» Task description: Format all of the items below as a JSON list of strings with one string per line, omitting any blank lines.

========================

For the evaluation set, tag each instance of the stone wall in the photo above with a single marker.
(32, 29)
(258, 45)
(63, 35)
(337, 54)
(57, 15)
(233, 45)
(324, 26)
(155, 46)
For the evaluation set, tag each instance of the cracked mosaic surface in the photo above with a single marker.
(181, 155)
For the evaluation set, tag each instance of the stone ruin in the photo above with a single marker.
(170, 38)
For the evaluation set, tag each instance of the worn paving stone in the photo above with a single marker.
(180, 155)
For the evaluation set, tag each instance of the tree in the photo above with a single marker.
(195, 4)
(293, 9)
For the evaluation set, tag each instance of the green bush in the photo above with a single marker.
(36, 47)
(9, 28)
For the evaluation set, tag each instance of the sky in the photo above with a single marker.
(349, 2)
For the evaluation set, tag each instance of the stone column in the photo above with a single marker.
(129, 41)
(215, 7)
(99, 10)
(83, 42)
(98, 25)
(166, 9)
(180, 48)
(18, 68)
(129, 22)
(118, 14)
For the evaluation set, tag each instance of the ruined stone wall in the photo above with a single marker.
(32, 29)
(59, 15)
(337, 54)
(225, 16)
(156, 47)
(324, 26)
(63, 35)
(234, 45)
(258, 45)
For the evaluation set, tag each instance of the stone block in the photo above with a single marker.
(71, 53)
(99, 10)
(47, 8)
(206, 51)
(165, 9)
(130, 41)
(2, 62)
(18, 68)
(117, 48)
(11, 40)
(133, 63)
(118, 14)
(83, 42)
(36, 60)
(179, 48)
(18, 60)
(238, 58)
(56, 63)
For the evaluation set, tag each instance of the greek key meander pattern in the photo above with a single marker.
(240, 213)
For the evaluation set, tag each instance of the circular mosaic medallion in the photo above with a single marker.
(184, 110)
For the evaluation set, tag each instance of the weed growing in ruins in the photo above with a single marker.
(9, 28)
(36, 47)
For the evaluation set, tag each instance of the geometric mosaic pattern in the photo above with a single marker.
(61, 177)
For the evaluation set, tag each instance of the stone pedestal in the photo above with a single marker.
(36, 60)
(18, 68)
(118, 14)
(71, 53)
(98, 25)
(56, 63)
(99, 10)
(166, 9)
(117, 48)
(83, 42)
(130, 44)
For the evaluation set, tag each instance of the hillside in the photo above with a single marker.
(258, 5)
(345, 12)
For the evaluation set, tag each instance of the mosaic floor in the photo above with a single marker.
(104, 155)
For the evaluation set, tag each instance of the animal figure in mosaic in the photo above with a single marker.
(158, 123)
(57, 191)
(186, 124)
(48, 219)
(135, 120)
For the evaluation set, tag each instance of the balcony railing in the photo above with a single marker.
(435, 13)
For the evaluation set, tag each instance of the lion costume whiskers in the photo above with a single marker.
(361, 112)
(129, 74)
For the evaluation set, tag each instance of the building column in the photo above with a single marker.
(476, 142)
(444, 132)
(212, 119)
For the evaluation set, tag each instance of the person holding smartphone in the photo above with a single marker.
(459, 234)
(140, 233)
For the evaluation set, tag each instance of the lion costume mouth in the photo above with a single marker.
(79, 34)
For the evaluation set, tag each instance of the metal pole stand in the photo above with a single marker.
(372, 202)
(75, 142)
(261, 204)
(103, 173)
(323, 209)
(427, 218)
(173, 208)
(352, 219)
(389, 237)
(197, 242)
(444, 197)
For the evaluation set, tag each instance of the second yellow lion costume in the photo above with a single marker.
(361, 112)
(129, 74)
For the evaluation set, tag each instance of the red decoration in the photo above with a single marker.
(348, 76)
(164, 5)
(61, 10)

========================

» Exercise result:
[
  "For the evaluation set, tag each instance of the stone wall in the photo above with a single marker.",
  "(32, 29)",
  "(258, 45)",
  "(63, 35)",
  "(337, 54)",
  "(57, 15)",
  "(233, 45)",
  "(324, 26)",
  "(155, 46)",
  "For the evaluation set, tag each instance of the cracked mosaic surface in the photo above with a single marker.",
  "(181, 155)",
  "For the evaluation set, tag each instance of the stone ruin in the photo above with a single marker.",
  "(170, 38)",
  "For the evaluation set, tag each instance of the worn paving stone in the photo above with a single marker.",
  "(180, 155)",
  "For the evaluation set, tag each instance of the tree in the photo above with a single marker.",
  "(195, 4)",
  "(293, 9)",
  "For the evaluation set, tag each instance of the green bush in the photo above with a single marker.",
  "(36, 47)",
  "(9, 28)",
  "For the evaluation set, tag each instance of the sky in the photo above with a single marker.",
  "(349, 2)",
  "For the evaluation set, tag each instance of the stone column in the photo above with a single marker.",
  "(129, 41)",
  "(215, 7)",
  "(99, 10)",
  "(83, 42)",
  "(98, 25)",
  "(166, 9)",
  "(180, 48)",
  "(18, 68)",
  "(129, 22)",
  "(118, 14)",
  "For the evaluation set, tag each instance of the ruined stone wall in the photo above with a single marker.",
  "(32, 29)",
  "(59, 15)",
  "(337, 54)",
  "(225, 16)",
  "(156, 47)",
  "(324, 26)",
  "(63, 35)",
  "(234, 45)",
  "(258, 45)",
  "For the evaluation set, tag each instance of the stone block in the photo above with a single marker.",
  "(71, 53)",
  "(99, 10)",
  "(47, 8)",
  "(206, 51)",
  "(165, 9)",
  "(130, 41)",
  "(2, 62)",
  "(18, 68)",
  "(117, 48)",
  "(11, 40)",
  "(133, 63)",
  "(118, 14)",
  "(83, 42)",
  "(36, 60)",
  "(179, 48)",
  "(18, 60)",
  "(238, 58)",
  "(56, 63)",
  "For the evaluation set, tag each instance of the greek key meander pattern in the photo above with a single marker.",
  "(240, 213)",
  "For the evaluation set, tag each instance of the circular mosaic medallion in the photo above with a single marker.",
  "(184, 110)",
  "For the evaluation set, tag each instance of the weed growing in ruins in the photo above with a single marker.",
  "(9, 28)",
  "(36, 47)",
  "For the evaluation set, tag each instance of the geometric mosaic pattern in the photo above with a single marker.",
  "(61, 177)",
  "For the evaluation set, tag each instance of the stone pedestal in the photo above with a single marker.",
  "(36, 60)",
  "(18, 68)",
  "(118, 14)",
  "(71, 53)",
  "(98, 25)",
  "(56, 63)",
  "(99, 10)",
  "(166, 9)",
  "(117, 48)",
  "(83, 42)",
  "(130, 44)",
  "For the evaluation set, tag each instance of the hillside in the photo above with a single marker.",
  "(258, 5)",
  "(345, 12)",
  "For the evaluation set, tag each instance of the mosaic floor in the photo above with a single marker.",
  "(104, 155)",
  "For the evaluation set, tag each instance of the animal figure in mosaic in the photo above with a single marker.",
  "(158, 123)",
  "(57, 191)",
  "(186, 124)",
  "(48, 219)",
  "(135, 120)",
  "For the evaluation set, tag each instance of the balcony railing in the photo above with a single marker.",
  "(435, 13)",
  "For the evaluation set, tag each instance of the lion costume whiskers in the photo above with a single marker.",
  "(361, 112)",
  "(129, 74)",
  "For the evaluation set, tag each instance of the building column in the photo above with a single marker.",
  "(476, 142)",
  "(444, 132)",
  "(212, 119)",
  "For the evaluation set, tag each instance of the person holding smartphone in the photo above with a single marker.",
  "(459, 234)",
  "(140, 233)",
  "For the evaluation set, tag each instance of the lion costume mouth in the photo above with a single marker.",
  "(79, 34)",
  "For the evaluation set, tag each instance of the metal pole stand in the photo above with a single marker.",
  "(372, 202)",
  "(75, 142)",
  "(261, 204)",
  "(103, 173)",
  "(323, 209)",
  "(427, 218)",
  "(173, 208)",
  "(352, 219)",
  "(389, 237)",
  "(197, 242)",
  "(444, 197)",
  "For the evaluation set, tag each instance of the second yellow lion costume in the photo above with a single marker.",
  "(361, 112)",
  "(129, 74)",
  "For the evaluation set, tag each instance of the red decoration in the photo above with a single marker.",
  "(348, 76)",
  "(164, 5)",
  "(61, 10)"
]